» **WHAT TO WORK ON**:
In the entries below, find the line containing "Feeder-station tally: put one point on each instance of the life". Write out that line and all lines after it, exactly, and nothing else.

» **DATA EXTRACTS**:
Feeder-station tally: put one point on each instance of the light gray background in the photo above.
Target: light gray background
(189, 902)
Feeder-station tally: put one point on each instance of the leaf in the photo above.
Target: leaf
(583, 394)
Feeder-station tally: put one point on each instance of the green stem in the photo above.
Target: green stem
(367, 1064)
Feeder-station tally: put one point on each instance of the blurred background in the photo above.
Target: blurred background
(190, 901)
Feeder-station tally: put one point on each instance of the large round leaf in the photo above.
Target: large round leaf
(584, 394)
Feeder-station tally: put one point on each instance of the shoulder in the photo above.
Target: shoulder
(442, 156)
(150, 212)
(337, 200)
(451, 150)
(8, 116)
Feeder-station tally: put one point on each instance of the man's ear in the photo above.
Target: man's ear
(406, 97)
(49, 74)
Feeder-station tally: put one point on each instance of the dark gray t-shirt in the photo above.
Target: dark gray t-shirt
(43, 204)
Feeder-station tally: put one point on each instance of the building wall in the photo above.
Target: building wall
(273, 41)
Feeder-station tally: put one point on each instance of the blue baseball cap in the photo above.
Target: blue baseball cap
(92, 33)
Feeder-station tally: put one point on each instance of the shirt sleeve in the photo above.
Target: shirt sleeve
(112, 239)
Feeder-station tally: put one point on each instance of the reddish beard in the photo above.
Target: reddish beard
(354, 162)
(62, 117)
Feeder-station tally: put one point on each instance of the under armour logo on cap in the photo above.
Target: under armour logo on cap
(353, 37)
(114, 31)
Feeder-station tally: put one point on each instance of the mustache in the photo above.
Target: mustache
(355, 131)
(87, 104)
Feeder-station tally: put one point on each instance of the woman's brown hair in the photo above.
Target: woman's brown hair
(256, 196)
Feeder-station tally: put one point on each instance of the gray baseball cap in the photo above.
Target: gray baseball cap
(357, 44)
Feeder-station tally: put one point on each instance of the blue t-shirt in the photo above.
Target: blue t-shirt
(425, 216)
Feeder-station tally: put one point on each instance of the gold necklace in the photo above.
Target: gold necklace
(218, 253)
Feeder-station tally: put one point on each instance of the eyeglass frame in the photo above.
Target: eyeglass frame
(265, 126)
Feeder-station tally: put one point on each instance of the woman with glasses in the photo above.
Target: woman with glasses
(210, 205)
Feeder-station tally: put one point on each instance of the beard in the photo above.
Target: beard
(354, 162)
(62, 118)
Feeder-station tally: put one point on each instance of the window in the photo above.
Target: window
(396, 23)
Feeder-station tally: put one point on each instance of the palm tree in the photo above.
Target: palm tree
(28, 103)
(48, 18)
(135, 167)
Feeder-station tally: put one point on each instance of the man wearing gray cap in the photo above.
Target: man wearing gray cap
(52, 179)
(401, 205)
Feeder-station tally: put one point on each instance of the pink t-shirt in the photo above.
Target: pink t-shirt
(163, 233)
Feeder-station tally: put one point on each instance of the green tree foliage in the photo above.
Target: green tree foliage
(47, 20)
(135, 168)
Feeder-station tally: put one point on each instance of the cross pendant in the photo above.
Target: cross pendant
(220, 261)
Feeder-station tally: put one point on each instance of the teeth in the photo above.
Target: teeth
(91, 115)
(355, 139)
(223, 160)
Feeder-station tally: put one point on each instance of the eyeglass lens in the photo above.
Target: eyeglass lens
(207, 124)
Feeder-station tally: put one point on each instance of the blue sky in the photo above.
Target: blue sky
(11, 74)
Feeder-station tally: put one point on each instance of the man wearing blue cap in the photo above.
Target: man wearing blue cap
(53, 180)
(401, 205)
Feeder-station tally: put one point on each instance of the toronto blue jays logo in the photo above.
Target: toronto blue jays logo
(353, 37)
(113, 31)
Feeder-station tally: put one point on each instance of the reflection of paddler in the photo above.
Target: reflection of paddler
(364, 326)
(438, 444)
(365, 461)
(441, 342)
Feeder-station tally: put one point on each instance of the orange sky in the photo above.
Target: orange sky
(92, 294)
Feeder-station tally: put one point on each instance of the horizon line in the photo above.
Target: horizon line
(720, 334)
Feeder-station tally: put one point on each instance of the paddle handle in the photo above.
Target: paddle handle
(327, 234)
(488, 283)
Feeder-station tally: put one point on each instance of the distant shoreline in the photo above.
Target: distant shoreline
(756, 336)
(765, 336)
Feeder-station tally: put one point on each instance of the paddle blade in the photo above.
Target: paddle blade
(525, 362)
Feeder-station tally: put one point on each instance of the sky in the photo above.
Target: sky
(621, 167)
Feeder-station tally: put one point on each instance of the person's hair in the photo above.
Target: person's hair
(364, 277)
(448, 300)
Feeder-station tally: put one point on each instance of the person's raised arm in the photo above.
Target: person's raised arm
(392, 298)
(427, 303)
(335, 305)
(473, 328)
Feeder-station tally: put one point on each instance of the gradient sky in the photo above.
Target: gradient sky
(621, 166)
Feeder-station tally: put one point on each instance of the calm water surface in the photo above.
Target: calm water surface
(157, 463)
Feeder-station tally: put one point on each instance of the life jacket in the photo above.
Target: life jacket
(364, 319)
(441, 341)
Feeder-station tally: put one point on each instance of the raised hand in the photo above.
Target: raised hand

» **ANSWER BOX**:
Feeder-station tally: put one point on each instance of the life jacket in the photo above.
Target: life jacket
(364, 319)
(441, 341)
Feeder-station tally: put one point on each instance of the raised hand in the photo above.
Target: raised hand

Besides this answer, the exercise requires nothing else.